--- Start of Information supplied ---

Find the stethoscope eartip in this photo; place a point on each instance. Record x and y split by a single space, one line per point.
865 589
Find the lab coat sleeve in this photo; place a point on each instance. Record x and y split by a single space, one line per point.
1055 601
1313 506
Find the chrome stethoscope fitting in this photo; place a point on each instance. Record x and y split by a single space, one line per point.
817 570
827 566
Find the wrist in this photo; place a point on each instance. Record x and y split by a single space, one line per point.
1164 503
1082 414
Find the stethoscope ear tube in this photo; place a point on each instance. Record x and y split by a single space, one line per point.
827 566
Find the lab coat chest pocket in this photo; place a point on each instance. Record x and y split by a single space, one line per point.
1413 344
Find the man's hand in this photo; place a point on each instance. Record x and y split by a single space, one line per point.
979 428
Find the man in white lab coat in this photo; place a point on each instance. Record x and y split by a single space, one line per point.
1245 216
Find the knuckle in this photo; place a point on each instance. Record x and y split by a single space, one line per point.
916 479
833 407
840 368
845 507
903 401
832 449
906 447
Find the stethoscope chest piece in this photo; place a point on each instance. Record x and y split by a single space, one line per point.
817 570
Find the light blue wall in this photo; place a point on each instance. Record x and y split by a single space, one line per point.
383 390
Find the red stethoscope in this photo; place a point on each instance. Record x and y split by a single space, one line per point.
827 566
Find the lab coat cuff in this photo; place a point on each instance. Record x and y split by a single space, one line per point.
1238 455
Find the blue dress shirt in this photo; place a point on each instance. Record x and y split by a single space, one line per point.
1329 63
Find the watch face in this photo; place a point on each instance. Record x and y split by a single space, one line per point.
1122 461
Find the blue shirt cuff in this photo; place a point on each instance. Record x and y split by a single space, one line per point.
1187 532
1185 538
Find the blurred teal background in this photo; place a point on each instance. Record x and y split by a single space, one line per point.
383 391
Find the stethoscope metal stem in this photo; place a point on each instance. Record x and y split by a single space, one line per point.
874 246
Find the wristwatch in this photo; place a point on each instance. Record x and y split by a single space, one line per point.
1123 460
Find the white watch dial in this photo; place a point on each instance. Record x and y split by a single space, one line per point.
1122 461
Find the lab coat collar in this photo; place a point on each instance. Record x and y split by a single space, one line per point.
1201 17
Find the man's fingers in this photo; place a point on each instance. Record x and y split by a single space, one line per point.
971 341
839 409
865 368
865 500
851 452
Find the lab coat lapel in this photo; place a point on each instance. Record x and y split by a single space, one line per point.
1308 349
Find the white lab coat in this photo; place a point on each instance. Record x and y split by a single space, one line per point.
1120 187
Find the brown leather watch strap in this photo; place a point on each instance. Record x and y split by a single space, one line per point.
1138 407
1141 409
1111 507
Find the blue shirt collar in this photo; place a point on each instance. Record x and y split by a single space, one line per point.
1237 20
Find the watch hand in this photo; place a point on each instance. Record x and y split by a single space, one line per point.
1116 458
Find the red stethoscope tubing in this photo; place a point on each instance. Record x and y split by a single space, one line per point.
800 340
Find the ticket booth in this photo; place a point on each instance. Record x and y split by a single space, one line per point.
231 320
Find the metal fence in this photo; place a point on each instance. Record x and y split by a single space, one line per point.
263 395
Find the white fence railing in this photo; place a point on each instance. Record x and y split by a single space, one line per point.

--- End of Information supplied ---

Please rewrite every line of the listing above as a JSON list of strings, with one string per line and blank lines left out.

[
  "Find the stethoscope eartip in this photo; place a point on each instance. Record x and y split by a single space, one line per point.",
  "865 589",
  "Find the lab coat sleeve in this photo; place a point on each instance. Record x and y split by a single space, one line per point.",
  "1055 601",
  "1313 506",
  "Find the chrome stethoscope fitting in this photo; place a point on each instance. Record x and y split by a single space, one line per point.",
  "817 570",
  "827 566",
  "Find the wrist in this photo; place a point on each instance. Record x and y split by a single space, one line per point.",
  "1164 503",
  "1082 414",
  "Find the stethoscope ear tube in this photo; place a point on each instance. Record x and y split by a single space, one line per point.",
  "827 566",
  "Find the lab coat chest pocket in this photo; place a point on each instance. Record x and y split by a single space, one line per point.",
  "1413 344",
  "Find the man's hand in this photo; place a point on each instance. Record x and y split by a single space, one line per point.",
  "979 428",
  "Find the man in white lab coat in this photo; place a point on each instance. Record x and y split by a single space, one line per point.",
  "1245 216",
  "Find the knuckle in this photo; place a point on each instance. Record x and y split by a single space, one line per point.",
  "916 479",
  "833 407",
  "840 368",
  "845 507",
  "903 401",
  "832 449",
  "906 447",
  "Find the stethoscope chest piece in this photo; place a point on each instance. Record x and y split by a single space, one line per point.",
  "817 570",
  "Find the light blue wall in this photo; place a point on each instance. Record x and y split by a single space, one line per point.",
  "383 390",
  "Find the red stethoscope in this photo; place a point on each instance. Record x and y split by a single space, one line per point.",
  "827 566",
  "Find the lab coat cuff in this photo; place a point on each instance. Record x and y split by a single space, one line per point.",
  "1238 455",
  "Find the blue dress shirt in this photo; place a point on each instance. Record x and y split by a single space, one line per point.",
  "1329 63",
  "Find the watch face in this photo; place a point on each instance. Record x and y split by a single space, one line per point.",
  "1122 461",
  "Find the blue shirt cuff in this photo; place a point on each instance. Record x and y split by a single space, one line per point.",
  "1187 532",
  "1185 538",
  "Find the blurred teal background in this photo; place a point on each instance. Record x and y split by a single space, one line per point.",
  "383 391",
  "Find the stethoscope metal stem in this photo; place a point on each instance. Record x and y split by a single space, one line per point.",
  "874 246",
  "Find the wristwatch in this photo; place a point on each instance. Record x and y split by a single space, one line per point.",
  "1123 460",
  "Find the white watch dial in this photo; place a point on each instance. Record x and y split by a single space, one line per point.",
  "1122 461",
  "Find the lab coat collar in this photo; place a point on each instance. Record x and y split by a single space, one line per point.",
  "1201 17",
  "Find the man's fingers in this photo; place a point on each instance. Record x and y split by a single space, one line per point.",
  "971 341",
  "839 409",
  "865 368",
  "865 500",
  "851 452",
  "Find the lab coat lapel in this photo; place a point on each instance. Record x and y split by a single space, one line per point.",
  "1308 349",
  "Find the white lab coat in this photo; place a point on each instance. Record x and y split by a single space, one line per point.",
  "1120 187",
  "Find the brown leather watch strap in this photo; place a point on each instance. Record x and y split by a single space, one line per point.",
  "1138 407",
  "1141 409",
  "1111 507",
  "Find the blue shirt collar in this photo; place a point on each instance. Record x and y split by a single space, one line per point.",
  "1237 20",
  "Find the watch hand in this photo; place a point on each instance. Record x and y split by a single space, one line per point.",
  "1116 458",
  "Find the red stethoscope tubing in this photo; place a point on each instance. Record x and y split by a single space, one line per point.",
  "800 340",
  "Find the ticket booth in this photo; place a point on each instance. Record x and y split by a single space, one line per point.",
  "231 320",
  "Find the metal fence in this photo; place a point on each instance. Record x and y split by a single space, one line per point.",
  "263 395",
  "Find the white fence railing in this photo; place a point on each instance. Record x and y split by a single space, one line per point."
]